As Senior Judge John T. Noonan, Jr., of the Ninth Circuit, writes, "the life experience of each [Supreme Court] judge" is a prime indicator of how a judge will act on the bench.12 When a justice's "life experience" has been subject for so long to the cloistral restraints of judicial existence, a certain sense of self-infallibility may develop. Hence, in Greenhouse's compelling phrase, the "Triumph of Discord" in the Court may be the result of its having evolved into a kind of judicial alumni association whose members, by virtue of their long judicial careers, are not much experienced in the art of compromise. Nevertheless, "[t]he great tides and currents which engulf the rest of men do not turn aside in their course, and pass the judges by."13 On Dec. 9, 2000, the justices chose not to turn aside from the great dispute in Florida. They jumped right in.


Out of the hundreds of books and articles on Bush v. Gore, four illustrate a variety of approaches to the case. History is not mere chronology. Historians, professional and otherwise, cannot escape the burden of interpreting events, a process that implicates the writer's own experience, disposition, and philosophy. Those who write the history of events want to shape the public memory of those events, often ascribing meanings to them that serve the writer's own political, ideological or other purpose.14 Our four authors certainly come from different places and have different purposes. They engage in different literary genres but their effort is the same: to write the history of Bush v. Gore. How they deal with the Dec. 9 stay reveals their "take" on that event, and its consequences for the Court.

◆ WORK TO DO ◆
1 – The passage on Bush v. Gore says that interpreting events implicates certain aspects of the writer. List every aspect it names.
2 – Answer each question from the passage on Bush v. Gore.
(a) Of which circuit is John T. Noonan, Jr., a Senior Judge?
(b) On what date did the justices choose not to turn aside from the dispute in Florida?
(c) How many books and articles does the passage say illustrate a variety of approaches to the case?
3 – Set down the stretch of the passage on Bush v. Gore from "As Senior Judge" through "jumped right in.".

◆ DATA EXTRACT ◆
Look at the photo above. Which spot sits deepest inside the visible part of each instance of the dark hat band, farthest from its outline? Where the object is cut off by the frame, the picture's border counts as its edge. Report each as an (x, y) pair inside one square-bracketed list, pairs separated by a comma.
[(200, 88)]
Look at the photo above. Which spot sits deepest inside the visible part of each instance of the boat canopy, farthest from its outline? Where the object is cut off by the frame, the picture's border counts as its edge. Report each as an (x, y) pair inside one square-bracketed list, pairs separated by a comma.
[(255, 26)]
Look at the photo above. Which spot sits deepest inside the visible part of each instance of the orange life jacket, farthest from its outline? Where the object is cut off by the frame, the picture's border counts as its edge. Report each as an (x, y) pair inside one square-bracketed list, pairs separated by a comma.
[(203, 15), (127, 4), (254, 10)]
...
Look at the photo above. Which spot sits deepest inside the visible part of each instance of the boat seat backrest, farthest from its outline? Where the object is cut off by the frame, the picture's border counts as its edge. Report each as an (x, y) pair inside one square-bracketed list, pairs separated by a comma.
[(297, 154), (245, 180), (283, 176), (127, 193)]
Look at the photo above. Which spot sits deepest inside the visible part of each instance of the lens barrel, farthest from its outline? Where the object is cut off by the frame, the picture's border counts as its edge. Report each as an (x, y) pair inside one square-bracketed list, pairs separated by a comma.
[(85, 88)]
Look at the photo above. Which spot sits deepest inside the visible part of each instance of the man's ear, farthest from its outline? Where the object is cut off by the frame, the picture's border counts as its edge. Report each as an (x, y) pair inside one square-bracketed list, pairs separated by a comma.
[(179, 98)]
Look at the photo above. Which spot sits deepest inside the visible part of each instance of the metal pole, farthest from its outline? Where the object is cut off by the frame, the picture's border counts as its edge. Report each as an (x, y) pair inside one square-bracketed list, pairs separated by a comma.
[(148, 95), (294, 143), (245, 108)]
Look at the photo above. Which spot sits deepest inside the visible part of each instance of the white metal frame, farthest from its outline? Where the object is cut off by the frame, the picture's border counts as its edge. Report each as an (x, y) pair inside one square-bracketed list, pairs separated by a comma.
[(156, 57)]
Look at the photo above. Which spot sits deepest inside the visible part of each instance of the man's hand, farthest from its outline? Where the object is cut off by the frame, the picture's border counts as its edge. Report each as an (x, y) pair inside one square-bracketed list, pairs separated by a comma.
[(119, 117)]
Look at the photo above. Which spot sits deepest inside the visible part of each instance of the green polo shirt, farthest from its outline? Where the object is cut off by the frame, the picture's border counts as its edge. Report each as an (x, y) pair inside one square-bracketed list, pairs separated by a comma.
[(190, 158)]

◆ ANSWER LIST ◆
1 –
The writer's own experience
The writer's disposition
The writer's philosophy

2 –
(a) The Ninth Circuit
(b) Dec. 9, 2000
(c) Four

3 –
As Senior Judge John T. Noonan, Jr., of the Ninth Circuit, writes, "the life experience of each [Supreme Court] judge" is a prime indicator of how a judge will act on the bench.12 When a justice's "life experience" has been subject for so long to the cloistral restraints of judicial existence, a certain sense of self-infallibility may develop. Hence, in Greenhouse's compelling phrase, the "Triumph of Discord" in the Court may be the result of its having evolved into a kind of judicial alumni association whose members, by virtue of their long judicial careers, are not much experienced in the art of compromise. Nevertheless, "[t]he great tides and currents which engulf the rest of men do not turn aside in their course, and pass the judges by."13 On Dec. 9, 2000, the justices chose not to turn aside from the great dispute in Florida. They jumped right in.